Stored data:
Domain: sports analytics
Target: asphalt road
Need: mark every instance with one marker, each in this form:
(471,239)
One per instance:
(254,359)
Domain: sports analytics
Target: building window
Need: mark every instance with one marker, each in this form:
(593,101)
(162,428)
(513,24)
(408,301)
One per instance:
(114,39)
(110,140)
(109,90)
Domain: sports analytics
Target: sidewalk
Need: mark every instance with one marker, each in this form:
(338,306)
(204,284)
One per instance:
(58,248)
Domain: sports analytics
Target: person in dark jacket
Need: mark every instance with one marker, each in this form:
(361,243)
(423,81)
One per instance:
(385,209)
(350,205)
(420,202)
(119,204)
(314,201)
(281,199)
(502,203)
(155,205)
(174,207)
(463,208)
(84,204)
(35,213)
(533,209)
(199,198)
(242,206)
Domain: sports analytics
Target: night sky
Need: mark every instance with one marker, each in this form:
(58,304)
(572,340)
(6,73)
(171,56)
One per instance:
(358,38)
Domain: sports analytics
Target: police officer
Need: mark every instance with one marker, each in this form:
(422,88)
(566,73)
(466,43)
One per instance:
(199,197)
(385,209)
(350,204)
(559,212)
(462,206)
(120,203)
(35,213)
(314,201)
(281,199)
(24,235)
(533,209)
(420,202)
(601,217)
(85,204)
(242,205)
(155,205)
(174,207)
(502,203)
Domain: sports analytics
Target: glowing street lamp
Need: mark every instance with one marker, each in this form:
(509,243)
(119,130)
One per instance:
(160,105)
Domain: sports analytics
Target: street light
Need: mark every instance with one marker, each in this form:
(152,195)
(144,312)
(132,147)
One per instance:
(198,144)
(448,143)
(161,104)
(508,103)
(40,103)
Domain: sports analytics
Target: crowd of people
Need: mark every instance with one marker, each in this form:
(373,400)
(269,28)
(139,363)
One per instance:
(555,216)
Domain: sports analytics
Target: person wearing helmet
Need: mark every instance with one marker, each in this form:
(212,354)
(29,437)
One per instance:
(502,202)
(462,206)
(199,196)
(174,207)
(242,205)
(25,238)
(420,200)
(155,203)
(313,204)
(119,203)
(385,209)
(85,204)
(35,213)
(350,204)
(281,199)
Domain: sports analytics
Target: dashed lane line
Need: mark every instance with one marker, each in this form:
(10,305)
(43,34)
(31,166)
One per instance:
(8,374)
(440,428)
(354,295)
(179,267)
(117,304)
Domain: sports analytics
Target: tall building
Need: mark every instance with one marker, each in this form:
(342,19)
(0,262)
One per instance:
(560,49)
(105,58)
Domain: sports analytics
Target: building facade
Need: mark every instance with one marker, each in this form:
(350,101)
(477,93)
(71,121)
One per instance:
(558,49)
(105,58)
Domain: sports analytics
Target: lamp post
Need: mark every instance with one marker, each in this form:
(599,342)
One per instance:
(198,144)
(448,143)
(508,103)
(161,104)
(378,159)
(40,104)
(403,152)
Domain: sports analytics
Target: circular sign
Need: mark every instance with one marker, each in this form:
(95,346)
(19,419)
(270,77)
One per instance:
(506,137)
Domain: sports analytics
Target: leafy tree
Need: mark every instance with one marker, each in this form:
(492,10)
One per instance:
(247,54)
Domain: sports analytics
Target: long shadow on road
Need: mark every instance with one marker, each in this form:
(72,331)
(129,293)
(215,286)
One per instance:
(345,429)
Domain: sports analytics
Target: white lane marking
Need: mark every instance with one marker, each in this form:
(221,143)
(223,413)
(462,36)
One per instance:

PROBLEM TO WORK ON
Repeat each entry exactly.

RESPONSE TO THE EXERCISE
Domain: sports analytics
Target: asphalt road
Need: mark every instance with one marker, each in this form:
(471,239)
One per instance:
(254,359)
Domain: sports analytics
Target: building window
Need: mark every instance with one marker, each in this form:
(593,101)
(162,428)
(513,24)
(408,301)
One per instance:
(114,39)
(110,140)
(109,90)
Domain: sports analytics
Target: sidewalk
Need: mark every instance with one marker, each in this form:
(338,306)
(204,284)
One per instance:
(58,248)
Domain: sports analytics
Target: person in dark jacket
Need: mark every instance with one marker, each in this form:
(361,243)
(423,81)
One per instance:
(385,209)
(350,205)
(420,202)
(119,204)
(314,201)
(281,199)
(502,203)
(155,205)
(174,207)
(463,208)
(84,204)
(35,213)
(533,209)
(199,198)
(242,206)
Domain: sports analytics
Target: night sky
Need: mark every instance with one marker, each in this form:
(58,304)
(572,340)
(6,73)
(171,56)
One per instance:
(358,38)
Domain: sports analytics
Target: police officer
Need: mark every instance with one marker, each in this form:
(422,88)
(566,73)
(466,43)
One per instance:
(199,197)
(385,209)
(350,204)
(559,212)
(462,206)
(120,203)
(35,213)
(314,201)
(281,199)
(24,235)
(533,209)
(420,202)
(601,217)
(85,204)
(242,205)
(155,205)
(174,207)
(502,203)
Domain: sports analytics
Target: glowing street lamp
Need: mark every instance with one marker, each in this form:
(509,243)
(119,130)
One per instance:
(160,105)
Domain: sports analytics
Target: street light
Need: mark every instance with one marker, each in this form:
(152,195)
(144,312)
(132,147)
One per instance:
(198,144)
(448,143)
(161,104)
(508,103)
(40,103)
Domain: sports analytics
Target: crowd of people
Need: mark every instance with one marker, each in this form:
(373,400)
(269,28)
(139,363)
One per instance:
(555,216)
Domain: sports analytics
Target: person wearing helmet
Need: mark every instance with one marker, each in this form:
(212,354)
(29,437)
One per instance:
(502,202)
(462,206)
(199,196)
(174,207)
(242,205)
(25,238)
(420,200)
(155,203)
(313,204)
(119,203)
(385,209)
(85,204)
(35,213)
(350,204)
(281,199)
Domain: sports analytics
Target: dashed lane line
Need: mark every instance with one marker, each in this form:
(10,305)
(43,34)
(31,166)
One per instance:
(8,374)
(440,428)
(354,295)
(179,267)
(117,304)
Domain: sports analytics
Target: tall building
Need: mark every instance with one marker, each in this form:
(342,19)
(0,262)
One per instance:
(560,49)
(105,58)
Domain: sports analytics
Target: building facade
Need: mark every instance with one marker, each in this form:
(350,101)
(477,93)
(71,121)
One per instance:
(558,49)
(105,58)
Domain: sports analytics
Target: lamp post
Need: mark every instance with one marker, each in this form:
(599,342)
One per instance:
(198,144)
(448,143)
(508,103)
(161,104)
(378,159)
(40,104)
(403,152)
Domain: sports analytics
Target: circular sign
Need: mark every instance with one marker, each in this form:
(95,346)
(19,419)
(270,77)
One per instance:
(506,137)
Domain: sports analytics
Target: leafy tree
Need: mark every instance with one marker, each in this form:
(492,10)
One per instance:
(247,54)
Domain: sports analytics
Target: long shadow on road
Need: mark every instance with one marker, each in this form:
(72,331)
(129,293)
(215,286)
One per instance:
(345,429)
Domain: sports analytics
Target: white lane marking
Need: mark every instance with one marker, each in this form:
(221,143)
(223,413)
(462,36)
One per instance:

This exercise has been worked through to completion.